*** Block opens ***
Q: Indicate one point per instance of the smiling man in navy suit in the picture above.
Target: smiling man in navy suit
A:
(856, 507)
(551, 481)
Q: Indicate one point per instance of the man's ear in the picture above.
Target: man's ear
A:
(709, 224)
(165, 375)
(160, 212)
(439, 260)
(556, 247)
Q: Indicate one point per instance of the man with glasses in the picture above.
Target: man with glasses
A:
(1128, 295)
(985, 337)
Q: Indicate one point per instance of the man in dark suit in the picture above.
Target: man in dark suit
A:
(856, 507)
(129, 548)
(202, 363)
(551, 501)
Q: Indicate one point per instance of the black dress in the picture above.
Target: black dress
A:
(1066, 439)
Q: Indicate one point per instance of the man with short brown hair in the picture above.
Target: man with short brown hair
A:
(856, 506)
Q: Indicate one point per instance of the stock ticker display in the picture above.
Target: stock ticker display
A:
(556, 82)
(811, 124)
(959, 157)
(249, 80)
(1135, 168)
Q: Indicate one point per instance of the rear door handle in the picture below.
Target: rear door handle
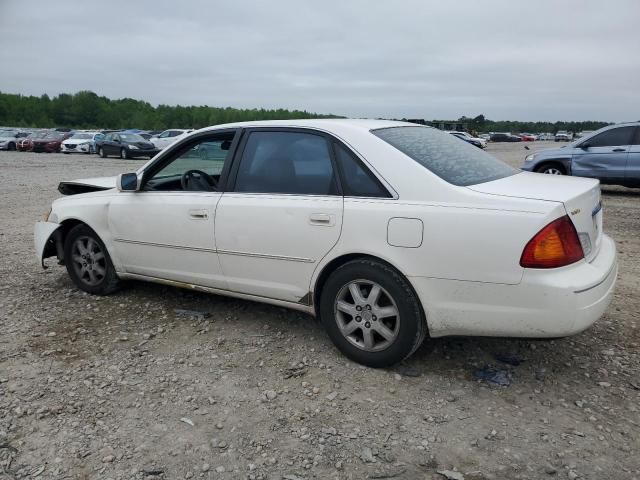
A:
(199, 214)
(323, 219)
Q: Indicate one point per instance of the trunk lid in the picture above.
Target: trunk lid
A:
(580, 196)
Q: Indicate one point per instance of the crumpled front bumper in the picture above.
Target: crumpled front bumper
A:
(44, 240)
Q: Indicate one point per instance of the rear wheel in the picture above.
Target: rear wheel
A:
(88, 262)
(551, 169)
(371, 313)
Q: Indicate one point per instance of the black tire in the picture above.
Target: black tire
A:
(553, 168)
(412, 327)
(106, 283)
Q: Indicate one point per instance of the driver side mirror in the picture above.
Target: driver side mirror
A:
(127, 182)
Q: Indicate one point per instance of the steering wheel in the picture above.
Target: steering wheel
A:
(197, 181)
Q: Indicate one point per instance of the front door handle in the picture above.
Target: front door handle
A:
(323, 219)
(199, 214)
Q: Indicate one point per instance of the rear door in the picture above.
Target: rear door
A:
(632, 172)
(281, 215)
(603, 156)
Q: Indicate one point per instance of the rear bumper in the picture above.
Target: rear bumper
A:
(546, 303)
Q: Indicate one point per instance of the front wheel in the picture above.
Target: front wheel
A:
(88, 262)
(371, 313)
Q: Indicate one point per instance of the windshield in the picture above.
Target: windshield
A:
(54, 136)
(456, 162)
(131, 137)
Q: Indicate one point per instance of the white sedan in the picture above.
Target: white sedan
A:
(388, 231)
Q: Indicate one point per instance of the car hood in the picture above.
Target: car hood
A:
(85, 185)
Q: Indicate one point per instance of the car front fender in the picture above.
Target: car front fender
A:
(44, 239)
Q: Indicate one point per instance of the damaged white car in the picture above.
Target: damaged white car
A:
(387, 231)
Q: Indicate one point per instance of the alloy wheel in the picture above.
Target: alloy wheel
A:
(89, 262)
(367, 316)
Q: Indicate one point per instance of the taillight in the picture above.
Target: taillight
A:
(556, 245)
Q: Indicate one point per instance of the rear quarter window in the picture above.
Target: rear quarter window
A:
(451, 159)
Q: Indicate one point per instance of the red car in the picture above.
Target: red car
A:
(50, 142)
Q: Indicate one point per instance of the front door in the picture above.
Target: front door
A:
(282, 214)
(632, 173)
(603, 156)
(166, 230)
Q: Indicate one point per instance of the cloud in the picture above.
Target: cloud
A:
(543, 60)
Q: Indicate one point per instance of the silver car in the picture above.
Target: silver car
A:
(611, 154)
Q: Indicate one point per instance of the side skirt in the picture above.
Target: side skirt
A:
(218, 291)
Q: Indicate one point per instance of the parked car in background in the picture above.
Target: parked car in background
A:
(335, 217)
(81, 142)
(583, 133)
(505, 137)
(475, 141)
(125, 145)
(167, 137)
(50, 142)
(611, 154)
(25, 144)
(563, 136)
(528, 137)
(9, 138)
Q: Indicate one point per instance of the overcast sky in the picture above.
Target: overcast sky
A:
(533, 60)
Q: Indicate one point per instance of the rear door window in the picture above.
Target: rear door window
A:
(613, 138)
(286, 162)
(456, 162)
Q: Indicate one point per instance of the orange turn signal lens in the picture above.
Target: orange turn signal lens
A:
(556, 245)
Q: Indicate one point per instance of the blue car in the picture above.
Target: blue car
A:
(611, 154)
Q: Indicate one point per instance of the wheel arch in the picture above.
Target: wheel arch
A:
(340, 260)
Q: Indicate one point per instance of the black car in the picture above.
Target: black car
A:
(504, 137)
(125, 145)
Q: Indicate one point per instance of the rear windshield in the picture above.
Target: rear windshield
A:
(453, 160)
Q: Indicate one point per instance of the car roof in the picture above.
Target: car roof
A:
(334, 125)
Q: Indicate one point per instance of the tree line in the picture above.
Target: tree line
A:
(482, 124)
(86, 109)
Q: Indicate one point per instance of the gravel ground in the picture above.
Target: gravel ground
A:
(130, 387)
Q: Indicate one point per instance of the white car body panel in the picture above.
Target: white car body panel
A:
(459, 247)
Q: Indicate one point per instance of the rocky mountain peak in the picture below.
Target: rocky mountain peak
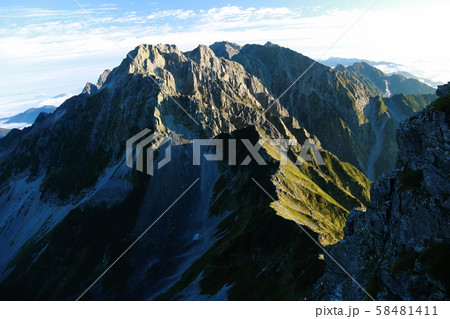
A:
(399, 248)
(225, 49)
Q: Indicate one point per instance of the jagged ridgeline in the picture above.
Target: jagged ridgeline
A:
(400, 246)
(70, 205)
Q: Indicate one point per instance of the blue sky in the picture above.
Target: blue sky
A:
(52, 47)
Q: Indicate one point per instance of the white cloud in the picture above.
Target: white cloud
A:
(66, 41)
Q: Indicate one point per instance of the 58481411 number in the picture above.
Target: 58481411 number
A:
(406, 311)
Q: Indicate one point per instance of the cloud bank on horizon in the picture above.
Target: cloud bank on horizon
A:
(52, 51)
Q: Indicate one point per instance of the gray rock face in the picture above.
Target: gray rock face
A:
(443, 89)
(69, 205)
(399, 248)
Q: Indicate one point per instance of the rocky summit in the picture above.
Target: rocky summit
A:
(399, 248)
(70, 204)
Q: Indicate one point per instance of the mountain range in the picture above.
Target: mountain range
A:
(390, 68)
(70, 205)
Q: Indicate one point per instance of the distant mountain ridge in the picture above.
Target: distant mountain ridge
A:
(382, 84)
(30, 115)
(70, 205)
(3, 132)
(389, 68)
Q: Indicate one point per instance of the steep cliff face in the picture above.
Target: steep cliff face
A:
(342, 98)
(69, 204)
(399, 249)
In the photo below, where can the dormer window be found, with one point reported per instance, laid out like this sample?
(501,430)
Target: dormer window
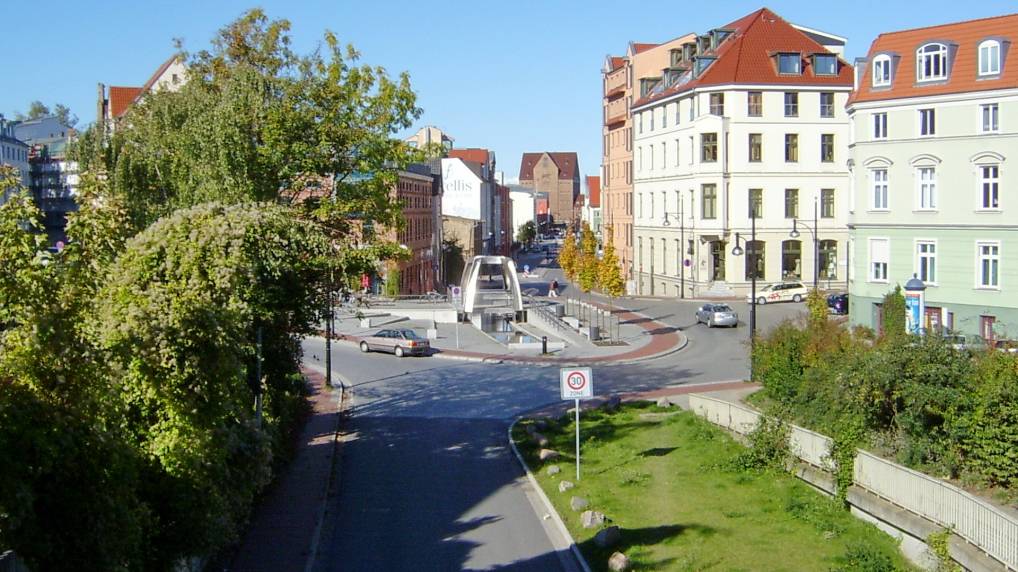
(882,71)
(990,57)
(789,64)
(931,62)
(825,64)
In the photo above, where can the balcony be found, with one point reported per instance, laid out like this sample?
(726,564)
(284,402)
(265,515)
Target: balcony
(615,111)
(615,82)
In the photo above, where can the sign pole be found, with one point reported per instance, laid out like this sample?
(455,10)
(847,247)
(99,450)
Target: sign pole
*** Block closes ***
## What you should do:
Return each entry exactly as it stands above, apart from any images.

## Answer to this exercise:
Q: Indicate one point per instance of the smiling man in navy suit in the picture above.
Target: smiling man in navy suit
A:
(856, 507)
(551, 481)
Q: Indicate one point per instance of the man's ear in the picture above.
Target: man's ear
A:
(709, 224)
(165, 375)
(160, 212)
(439, 260)
(556, 247)
Q: Indicate one point per instance of the man with glasses in the picture above.
Target: man with glasses
A:
(1128, 295)
(985, 337)
Q: Indicate one point per instance of the man in dark suit in the picture above.
Target: man in dark suit
A:
(856, 507)
(129, 548)
(202, 363)
(551, 501)
Q: Indicate one point per instance of the black dress in the picture above.
Target: black dress
A:
(1066, 439)
Q: Indicate one point per instance of the man with short brown hair in the picture above.
Target: man with short brown hair
A:
(856, 506)
Q: Indicate one point per instance of the stock ticker display in the picture above.
Target: stock ticker display
A:
(556, 82)
(811, 124)
(959, 157)
(249, 80)
(1135, 168)
Q: Indicate one point per instance of the rear door handle in the picture below.
Target: rear door handle
A:
(199, 214)
(323, 219)
Q: Indicate one point per instance of the trunk lid in the picture above.
Target: trunk lid
A:
(580, 196)
Q: Indicate one point per instance of the crumpled front bumper in the picture above.
Target: crumpled front bumper
A:
(44, 240)
Q: Indicate one point per instance of the rear wheel in the picture above.
Target: rear wheel
A:
(88, 262)
(551, 169)
(371, 313)
Q: Indicate one point per instance of the black tire in the picture above.
Target: black tire
A:
(553, 168)
(412, 327)
(106, 283)
Q: Indicate one point per instance of the driver side mirror in the picture above.
Target: driver side mirror
A:
(127, 182)
Q: Indicate one point per instance of the steering wheel in the picture above.
Target: steering wheel
A:
(197, 181)
Q: Indicate one point per instance of the front door handle in the picture above.
Target: front door handle
A:
(323, 219)
(199, 214)
Q: Indicate one point per instance of the rear door in the picture above.
Target: rear door
A:
(632, 172)
(281, 215)
(603, 156)
Q: Indicate one point per instance of the rear bumper in the picture above.
Target: rear bumper
A:
(546, 303)
Q: Indicate one point per instance of the front wheel in the picture above.
Target: front wheel
A:
(88, 262)
(371, 313)
Q: Indicate one point per instance of the windshield in the picture above.
Target: windshield
A:
(54, 136)
(456, 162)
(131, 137)
Q: Indicate one point per instance of the white sedan in the picture above.
Target: white sedan
A:
(388, 231)
Q: Indicate one point per instance of the car hood in the picture above.
Target: car hood
A:
(85, 185)
Q: Indicate one point per instance of the car front fender in the picture above.
Target: car front fender
A:
(44, 239)
Q: Indicate one point per instance of the damaged white car in the picture above.
Target: damaged white car
A:
(387, 231)
Q: Indicate one point per instance of the alloy wheel in the picture above.
Target: alloy wheel
A:
(89, 262)
(367, 316)
Q: Indicate one point per instance of the taillight in the picture above.
Target: taillight
A:
(556, 245)
Q: Indicate one point per instance of the rear quarter window in the picture above.
Target: rear quarter window
A:
(451, 159)
Q: Indicate one point per instance of the red car in the picture above.
Target: red car
A:
(50, 142)
Q: Indicate one point per instance of the front door in the picture above.
Target: front door
A:
(282, 214)
(632, 173)
(603, 156)
(166, 230)
Q: Indicate one point per instance of the cloud in the picture above.
Target: cloud
A:
(543, 60)
Q: Indicate one point per instance of the silver car in the picture above.
Target: silver car
A:
(611, 154)
Q: Indicate one point per instance of the side skirt in the picture above.
Target: side skirt
A:
(218, 291)
Q: Indicate one point per instance of the parked car in background in the picture above.
Target: parked car in background
A:
(335, 217)
(81, 142)
(583, 133)
(505, 137)
(475, 141)
(125, 145)
(167, 137)
(50, 142)
(611, 154)
(25, 144)
(563, 136)
(528, 137)
(9, 138)
Q: Indicate one point per instance of the overcast sky in the picture above.
Target: overcast sky
A:
(533, 60)
Q: Indicate one point per instance of the rear door window in the picture above.
Target: rear door window
A:
(613, 138)
(286, 162)
(456, 162)
Q: Indicate one point per instance of the orange turn signal lens in the picture above.
Target: orange turn signal lens
A:
(556, 245)
Q: Indicate one point per instance of the blue car in the picture above.
Target: blue car
A:
(611, 154)
Q: Indicate one point per instance of the wheel arch in the picture above.
Target: wheel arch
A:
(340, 260)
Q: Indicate one point per instance of the black car in the picture above.
Target: black car
A:
(504, 137)
(125, 145)
Q: Indicate one point per instance of the rear windshield in the picture above.
Target: rear windshield
A:
(453, 160)
Q: Indicate one point per instance of the car roof in the picture above.
Target: car roof
A:
(334, 125)
Q: Indicate one point per instance of the tree line in the picture above.
Target: tree line
A:
(482, 124)
(86, 109)
Q: Indicate one point per instance of the gravel ground in the picture above.
Target: gravel ground
A:
(130, 387)
Q: Indicate one point per instance of the white car body panel in the picture above.
Target: white car body panel
A:
(459, 247)
Q: Indicate one point per instance of the rocky mountain peak in the picture below.
Target: rocky mountain peak
A:
(399, 248)
(225, 49)
Q: Indicate one point per instance of the jagged ridgeline in the picture above.
Target: jagged ridgeline
A:
(400, 246)
(70, 205)
Q: Indicate one point per instance of the blue sky in the picture above.
Target: blue sky
A:
(52, 47)
Q: Indicate one point per instance of the white cloud in the picture above.
Target: white cloud
A:
(66, 41)
Q: Indicate one point per instance of the 58481411 number in the picture above.
Target: 58481411 number
A:
(406, 311)
Q: Indicate one point per instance of the cloud bank on horizon in the picture above.
Target: cloud bank on horizon
A:
(52, 51)
Q: Indicate one point per instance of the gray rock face in the picture above.
Target: gray rock face
A:
(443, 89)
(69, 205)
(399, 248)
Q: Indicate one point per instance of the rocky summit in the picture above.
Target: rocky summit
A:
(399, 248)
(70, 204)
Q: Indicate one point per instance of the mountain range in the picture above.
Target: mountain range
A:
(390, 68)
(70, 205)
Q: Indicate one point per instance of the distant mountain ridge in the picture above.
Target: distant mountain ridge
A:
(382, 84)
(30, 115)
(70, 205)
(3, 132)
(389, 68)
Q: Indicate one point per instance of the steep cliff face in the picture above.
Target: steep cliff face
A:
(342, 98)
(69, 204)
(399, 249)
In the photo below, where can the dormer window be found, with one point reported per instance, laid out like this sample?
(501,430)
Target: dormer window
(882,71)
(990,57)
(789,64)
(931,62)
(825,64)
In the photo above, where can the balcony be found, with one point reported per instance, laid out like this sample?
(726,564)
(284,402)
(265,515)
Target: balcony
(615,111)
(615,82)
In the photo above, where can the sign pole be found, with one point reported per instance, laid out like this sample?
(455,10)
(847,247)
(99,450)
Target: sign pole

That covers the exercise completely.